Исходный текст:
В Карлсруэ, ранее столице Бадена, «резиденции права», городе-веере (улицы расходятся лучами), в Государственном театре Вагнера любят издавна. Здесь дирижировали «вагнероведы» Герман Леви и Феликс Моттль. «Кольцо нибелунга» сохранялось в репертуаре театра и тогда, в 2011 году, когда интендантом сюда пришел Петер Шпулер. Он буквально одержим идеей всеобщего обновления и не мог не прийти к мысли о новом «Кольце». Главным мотиватором для интенданта стал, разумеется, дирижер британец Джастин Браун, который, согласно мнению немецких критиков, без преувеличения вырос в одного из главных вагнеровских дирижеров нашего времени.
Благодаря пытливым розыскам Шпулера в тот момент в театре уже действовали три режиссера, которым можно было бы доверить постановку тетралогии целиком: полуфранцуз-полунемец Давид Херман (он дебютировал в Карлсруэ «Троянцами» Берлиоза), американец Ювал Шарон («Доктор Атомик» Адамса) и немец Тобиас Кратцер («Пророк» Мейербера). Шпулер долго думал, кого бы предпочесть, но потом решил, в угоду идеям постмодерна, поделить тетралогию между четырьмя режиссерами. Сделать свою, баденскую, «тетралогию многообразия». Не хватало четвертого режиссера, и тогда он обратил внимание на исландца Торлейфура Эрна Арнарсона, который уже ставил оперы в Висбадене. Так и создалась четверка «самого демократичного из всех “Колец”».
Осталось хоть как-то свести четырех режиссеров в некое подобие целого. Шпулер хорошо понимал, что давать какие-то «установки» таким независимым (и долженствующим быть независимыми) людям невозможно: они захотят только сделать «всё наоборот». Идея «собраться вместе» принадлежала Тобиасу Кратцеру, который даже поставил такой «сбор» условием своего согласия на проект. А собралась вся четверка в Исландии, у родителей Арнарсона, на три дня, и там, на фоне уникальной, ослепительной природы, возникли настоящие творческие мосты между четырьмя «креативщиками», каждый из которых настроен совершенно независимо от других. Возникло почти что ощущение «творческой семьи».

Блок данных:
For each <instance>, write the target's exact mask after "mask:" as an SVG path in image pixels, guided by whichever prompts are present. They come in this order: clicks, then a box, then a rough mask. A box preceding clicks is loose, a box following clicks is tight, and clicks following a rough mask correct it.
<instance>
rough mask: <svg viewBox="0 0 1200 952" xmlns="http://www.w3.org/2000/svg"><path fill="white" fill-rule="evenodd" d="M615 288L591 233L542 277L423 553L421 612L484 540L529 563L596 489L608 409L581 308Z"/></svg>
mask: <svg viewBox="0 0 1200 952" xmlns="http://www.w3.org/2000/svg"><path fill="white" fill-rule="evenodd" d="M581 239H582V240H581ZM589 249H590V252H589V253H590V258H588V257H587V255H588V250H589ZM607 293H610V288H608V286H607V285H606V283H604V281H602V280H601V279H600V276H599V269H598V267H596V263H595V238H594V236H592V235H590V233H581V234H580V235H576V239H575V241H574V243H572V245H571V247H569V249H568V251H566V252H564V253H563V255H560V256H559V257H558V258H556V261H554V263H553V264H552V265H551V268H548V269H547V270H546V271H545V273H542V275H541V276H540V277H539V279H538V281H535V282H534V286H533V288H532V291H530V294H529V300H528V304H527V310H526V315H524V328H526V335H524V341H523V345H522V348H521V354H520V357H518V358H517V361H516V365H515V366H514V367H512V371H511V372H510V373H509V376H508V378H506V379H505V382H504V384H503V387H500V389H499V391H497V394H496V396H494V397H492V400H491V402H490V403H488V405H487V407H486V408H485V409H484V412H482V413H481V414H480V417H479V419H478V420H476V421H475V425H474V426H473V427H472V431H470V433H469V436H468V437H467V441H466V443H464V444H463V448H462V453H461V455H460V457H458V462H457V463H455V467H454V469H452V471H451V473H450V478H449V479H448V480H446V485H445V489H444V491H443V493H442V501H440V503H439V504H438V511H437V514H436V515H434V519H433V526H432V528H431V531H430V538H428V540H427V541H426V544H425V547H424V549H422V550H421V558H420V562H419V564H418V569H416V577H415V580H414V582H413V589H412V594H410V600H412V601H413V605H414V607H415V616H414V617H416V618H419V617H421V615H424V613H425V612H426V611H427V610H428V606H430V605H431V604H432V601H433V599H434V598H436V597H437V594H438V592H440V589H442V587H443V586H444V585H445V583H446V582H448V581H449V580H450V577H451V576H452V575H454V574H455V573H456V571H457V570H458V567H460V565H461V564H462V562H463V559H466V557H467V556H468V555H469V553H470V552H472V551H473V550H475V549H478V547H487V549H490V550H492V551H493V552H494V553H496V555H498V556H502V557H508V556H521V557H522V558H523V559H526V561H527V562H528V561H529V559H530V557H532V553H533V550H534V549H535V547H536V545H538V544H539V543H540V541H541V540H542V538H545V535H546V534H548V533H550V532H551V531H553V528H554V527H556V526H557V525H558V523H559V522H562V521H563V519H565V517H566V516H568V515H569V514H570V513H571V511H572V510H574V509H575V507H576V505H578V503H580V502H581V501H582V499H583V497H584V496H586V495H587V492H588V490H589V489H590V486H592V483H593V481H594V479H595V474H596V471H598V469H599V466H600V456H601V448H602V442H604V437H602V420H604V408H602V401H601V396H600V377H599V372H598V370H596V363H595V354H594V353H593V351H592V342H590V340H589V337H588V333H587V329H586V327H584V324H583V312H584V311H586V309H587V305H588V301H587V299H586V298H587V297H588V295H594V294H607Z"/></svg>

Задание:
Изложите в виде краткого списка абзац текста о «Кольце нибелунга» в Карлсруэ, который начинается словами «Благодаря пытливым розыскам Шпулера». Сохраните его основные факты.

Ответ:
- В театре уже работали три режиссера, которым можно было доверить всю тетралогию:
  - Давид Херман, полуфранцуз-полунемец, дебютировавший в Карлсруэ «Троянцами» Берлиоза;
  - американец Ювал Шарон, поставивший «Доктора Атомика» Адамса;
  - немец Тобиас Кратцер, поставивший «Пророка» Мейербера.
- Шпулер долго выбирал между ними. В итоге в духе идей постмодерна он решил поделить тетралогию между четырьмя режиссерами и создать баденскую «тетралогию многообразия».
- Четвертым режиссером стал исландец Торлейфур Эрн Арнарсон, который уже ставил оперы в Висбадене.
- Так сложилась четверка «самого демократичного из всех “Колец”».